Data provided:
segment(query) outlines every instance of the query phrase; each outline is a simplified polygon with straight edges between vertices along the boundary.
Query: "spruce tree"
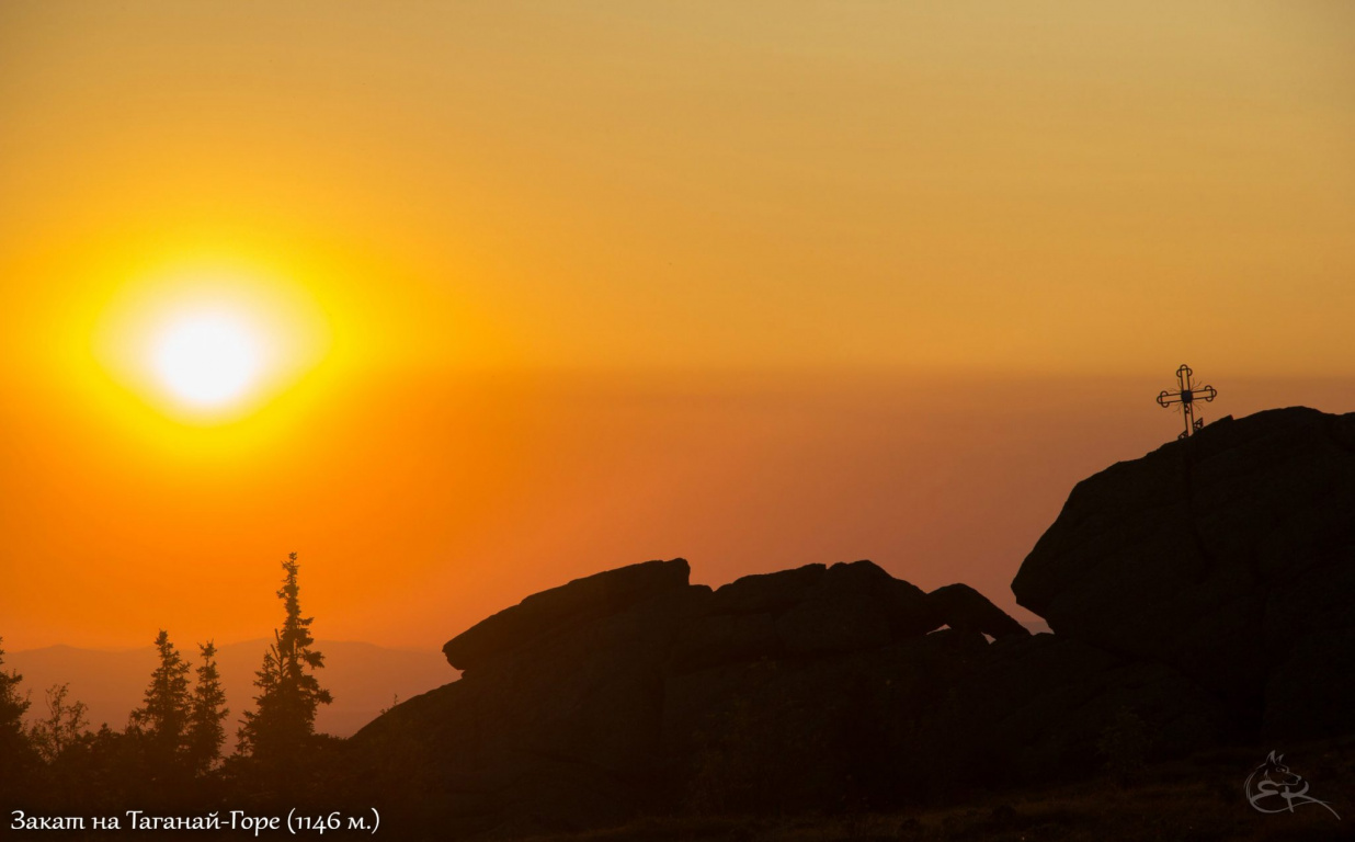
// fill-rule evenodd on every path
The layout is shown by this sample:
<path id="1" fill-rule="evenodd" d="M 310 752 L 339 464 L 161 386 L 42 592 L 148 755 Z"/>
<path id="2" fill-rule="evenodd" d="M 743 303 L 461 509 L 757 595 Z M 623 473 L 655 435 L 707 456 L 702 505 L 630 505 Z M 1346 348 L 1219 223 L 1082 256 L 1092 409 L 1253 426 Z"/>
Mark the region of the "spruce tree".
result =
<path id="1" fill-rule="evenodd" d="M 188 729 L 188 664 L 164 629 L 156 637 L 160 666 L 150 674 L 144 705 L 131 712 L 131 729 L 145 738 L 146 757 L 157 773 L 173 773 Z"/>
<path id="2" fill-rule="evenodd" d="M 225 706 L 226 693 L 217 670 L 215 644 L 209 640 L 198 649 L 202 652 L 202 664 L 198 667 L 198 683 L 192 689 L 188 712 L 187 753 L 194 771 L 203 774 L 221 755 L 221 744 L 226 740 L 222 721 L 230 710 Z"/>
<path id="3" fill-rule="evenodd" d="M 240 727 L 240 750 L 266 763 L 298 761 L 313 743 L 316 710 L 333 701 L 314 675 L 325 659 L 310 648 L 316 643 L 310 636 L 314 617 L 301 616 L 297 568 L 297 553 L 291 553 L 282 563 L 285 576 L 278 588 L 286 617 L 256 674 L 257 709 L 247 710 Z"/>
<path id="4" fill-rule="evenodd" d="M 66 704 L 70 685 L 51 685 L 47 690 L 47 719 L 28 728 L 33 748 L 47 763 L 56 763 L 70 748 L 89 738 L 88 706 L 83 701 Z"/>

---

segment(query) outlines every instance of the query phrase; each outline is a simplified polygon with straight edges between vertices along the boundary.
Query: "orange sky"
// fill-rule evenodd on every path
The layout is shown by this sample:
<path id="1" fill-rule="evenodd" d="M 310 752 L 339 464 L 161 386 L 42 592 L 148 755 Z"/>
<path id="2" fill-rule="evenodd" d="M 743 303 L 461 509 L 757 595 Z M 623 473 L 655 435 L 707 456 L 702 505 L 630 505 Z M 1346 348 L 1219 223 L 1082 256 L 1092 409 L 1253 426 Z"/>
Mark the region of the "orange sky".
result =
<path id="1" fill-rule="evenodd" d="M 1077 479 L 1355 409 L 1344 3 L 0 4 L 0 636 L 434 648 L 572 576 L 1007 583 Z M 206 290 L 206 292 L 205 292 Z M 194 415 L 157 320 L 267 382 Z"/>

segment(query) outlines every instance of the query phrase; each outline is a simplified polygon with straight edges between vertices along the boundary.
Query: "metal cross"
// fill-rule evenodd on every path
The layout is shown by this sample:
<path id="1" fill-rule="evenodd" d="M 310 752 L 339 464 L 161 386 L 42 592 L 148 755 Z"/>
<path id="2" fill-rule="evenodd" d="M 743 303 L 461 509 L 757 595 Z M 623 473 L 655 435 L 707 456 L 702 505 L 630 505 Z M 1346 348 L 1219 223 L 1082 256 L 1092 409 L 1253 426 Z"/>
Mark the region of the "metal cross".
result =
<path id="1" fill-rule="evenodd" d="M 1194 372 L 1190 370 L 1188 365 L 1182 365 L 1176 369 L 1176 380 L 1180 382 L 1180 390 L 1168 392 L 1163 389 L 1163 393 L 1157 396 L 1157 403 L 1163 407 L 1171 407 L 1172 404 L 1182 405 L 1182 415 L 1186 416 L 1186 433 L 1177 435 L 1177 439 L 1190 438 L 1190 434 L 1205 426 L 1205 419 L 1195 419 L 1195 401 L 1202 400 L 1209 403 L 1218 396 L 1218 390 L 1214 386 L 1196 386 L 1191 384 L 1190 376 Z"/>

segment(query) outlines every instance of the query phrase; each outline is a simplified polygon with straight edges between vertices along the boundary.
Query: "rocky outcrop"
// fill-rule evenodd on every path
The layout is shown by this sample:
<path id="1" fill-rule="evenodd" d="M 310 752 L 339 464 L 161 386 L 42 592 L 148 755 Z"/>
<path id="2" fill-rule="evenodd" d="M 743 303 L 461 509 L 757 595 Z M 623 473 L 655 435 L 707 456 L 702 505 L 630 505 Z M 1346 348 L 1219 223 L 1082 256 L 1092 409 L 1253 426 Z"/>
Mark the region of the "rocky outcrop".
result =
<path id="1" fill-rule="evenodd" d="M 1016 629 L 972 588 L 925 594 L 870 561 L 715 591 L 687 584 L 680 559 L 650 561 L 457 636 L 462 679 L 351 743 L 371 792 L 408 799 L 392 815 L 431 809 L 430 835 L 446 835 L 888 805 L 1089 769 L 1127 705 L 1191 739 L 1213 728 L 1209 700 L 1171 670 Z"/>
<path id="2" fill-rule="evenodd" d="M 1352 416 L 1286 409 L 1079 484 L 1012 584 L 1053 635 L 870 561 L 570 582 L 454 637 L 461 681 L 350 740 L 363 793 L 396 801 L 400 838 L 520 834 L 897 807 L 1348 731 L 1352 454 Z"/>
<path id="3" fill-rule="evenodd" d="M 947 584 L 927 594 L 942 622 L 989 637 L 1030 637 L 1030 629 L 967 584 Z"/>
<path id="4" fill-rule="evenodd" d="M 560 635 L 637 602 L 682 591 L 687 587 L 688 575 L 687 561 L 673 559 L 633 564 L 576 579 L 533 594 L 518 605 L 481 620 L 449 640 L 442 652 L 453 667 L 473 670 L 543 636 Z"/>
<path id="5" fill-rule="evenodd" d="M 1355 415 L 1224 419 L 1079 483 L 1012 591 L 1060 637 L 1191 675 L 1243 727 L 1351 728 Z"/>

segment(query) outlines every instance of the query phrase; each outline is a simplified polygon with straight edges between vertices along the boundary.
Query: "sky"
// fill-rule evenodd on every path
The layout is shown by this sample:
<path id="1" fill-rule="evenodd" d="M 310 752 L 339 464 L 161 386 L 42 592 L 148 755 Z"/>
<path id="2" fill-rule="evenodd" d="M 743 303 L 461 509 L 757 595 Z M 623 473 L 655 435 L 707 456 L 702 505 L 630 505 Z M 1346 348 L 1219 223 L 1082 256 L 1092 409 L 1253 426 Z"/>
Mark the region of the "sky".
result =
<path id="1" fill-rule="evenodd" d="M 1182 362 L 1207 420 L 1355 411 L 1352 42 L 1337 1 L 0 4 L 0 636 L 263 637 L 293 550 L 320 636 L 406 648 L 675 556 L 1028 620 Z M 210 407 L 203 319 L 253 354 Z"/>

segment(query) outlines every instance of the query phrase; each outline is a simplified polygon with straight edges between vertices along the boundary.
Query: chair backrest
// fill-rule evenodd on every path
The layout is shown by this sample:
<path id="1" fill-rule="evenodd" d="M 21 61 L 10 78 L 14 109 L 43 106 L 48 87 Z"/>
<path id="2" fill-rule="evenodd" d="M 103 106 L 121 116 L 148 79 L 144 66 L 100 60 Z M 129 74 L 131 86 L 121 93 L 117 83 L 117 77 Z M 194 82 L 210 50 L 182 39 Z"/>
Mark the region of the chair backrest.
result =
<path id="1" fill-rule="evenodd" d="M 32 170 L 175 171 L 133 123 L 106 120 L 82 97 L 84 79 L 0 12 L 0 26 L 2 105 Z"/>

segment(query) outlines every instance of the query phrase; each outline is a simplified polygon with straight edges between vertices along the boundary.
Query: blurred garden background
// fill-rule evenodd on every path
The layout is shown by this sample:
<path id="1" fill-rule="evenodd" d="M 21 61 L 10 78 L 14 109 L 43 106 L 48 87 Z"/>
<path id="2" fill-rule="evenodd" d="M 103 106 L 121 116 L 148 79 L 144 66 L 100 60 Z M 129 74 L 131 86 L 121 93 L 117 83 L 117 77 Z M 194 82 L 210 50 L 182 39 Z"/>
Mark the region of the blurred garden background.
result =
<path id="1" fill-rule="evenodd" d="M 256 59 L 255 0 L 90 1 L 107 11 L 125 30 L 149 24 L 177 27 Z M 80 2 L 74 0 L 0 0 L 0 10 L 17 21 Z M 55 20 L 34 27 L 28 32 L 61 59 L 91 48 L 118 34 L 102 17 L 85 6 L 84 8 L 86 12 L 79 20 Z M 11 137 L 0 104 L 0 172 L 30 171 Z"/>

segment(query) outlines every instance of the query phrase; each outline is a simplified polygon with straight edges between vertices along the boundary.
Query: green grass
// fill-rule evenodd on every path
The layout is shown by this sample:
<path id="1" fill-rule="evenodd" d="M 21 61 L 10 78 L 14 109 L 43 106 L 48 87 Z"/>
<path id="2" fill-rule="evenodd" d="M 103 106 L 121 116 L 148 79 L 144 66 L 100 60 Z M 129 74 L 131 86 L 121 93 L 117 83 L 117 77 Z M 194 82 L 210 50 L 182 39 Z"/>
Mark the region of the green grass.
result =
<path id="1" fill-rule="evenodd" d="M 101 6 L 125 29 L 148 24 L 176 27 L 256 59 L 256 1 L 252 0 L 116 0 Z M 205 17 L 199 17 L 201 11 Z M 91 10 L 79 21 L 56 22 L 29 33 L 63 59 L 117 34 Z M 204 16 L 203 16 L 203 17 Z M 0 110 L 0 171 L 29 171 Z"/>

==

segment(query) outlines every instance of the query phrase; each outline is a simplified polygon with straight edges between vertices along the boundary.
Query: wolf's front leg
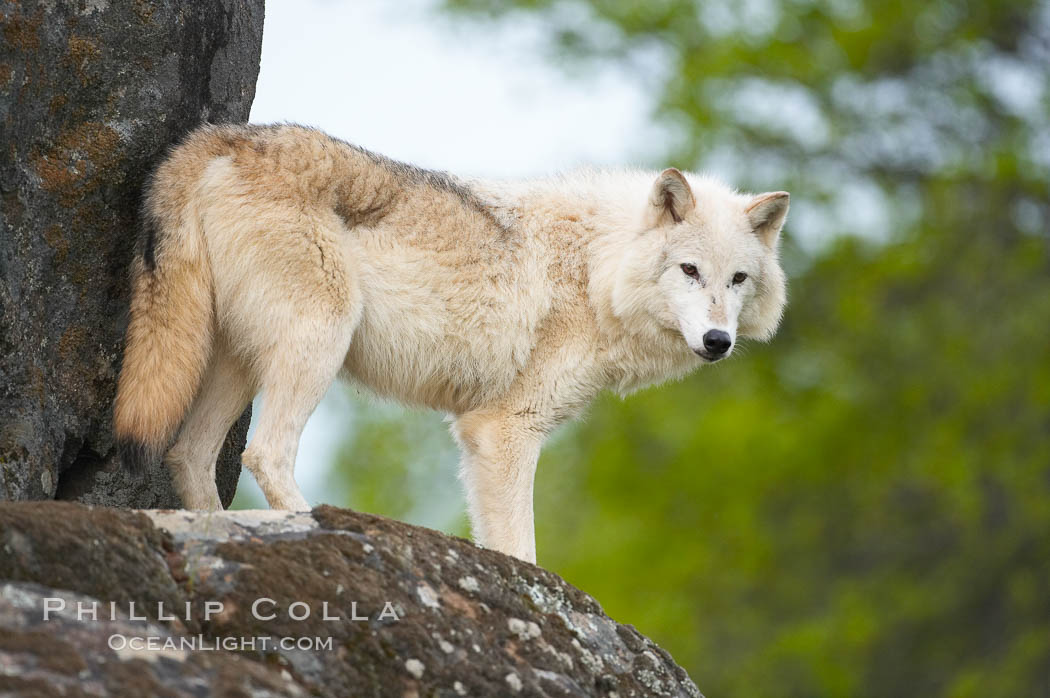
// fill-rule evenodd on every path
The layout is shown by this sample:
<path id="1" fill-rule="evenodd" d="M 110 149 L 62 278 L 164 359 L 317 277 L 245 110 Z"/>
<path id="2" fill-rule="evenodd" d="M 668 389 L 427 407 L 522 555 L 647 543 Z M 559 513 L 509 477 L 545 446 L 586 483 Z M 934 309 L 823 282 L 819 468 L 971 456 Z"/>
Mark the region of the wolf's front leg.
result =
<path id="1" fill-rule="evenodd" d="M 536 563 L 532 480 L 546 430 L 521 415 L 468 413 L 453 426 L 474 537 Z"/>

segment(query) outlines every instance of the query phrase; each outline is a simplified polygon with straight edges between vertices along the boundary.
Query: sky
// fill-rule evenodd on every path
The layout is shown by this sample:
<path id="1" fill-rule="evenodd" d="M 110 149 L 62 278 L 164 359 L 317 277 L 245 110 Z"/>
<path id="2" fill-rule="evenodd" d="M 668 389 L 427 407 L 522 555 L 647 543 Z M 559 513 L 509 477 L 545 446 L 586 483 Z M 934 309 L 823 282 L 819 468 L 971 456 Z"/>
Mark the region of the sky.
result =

Exercise instructions:
How many lines in the records contain the word "blurred"? Give only the number.

The completed task:
2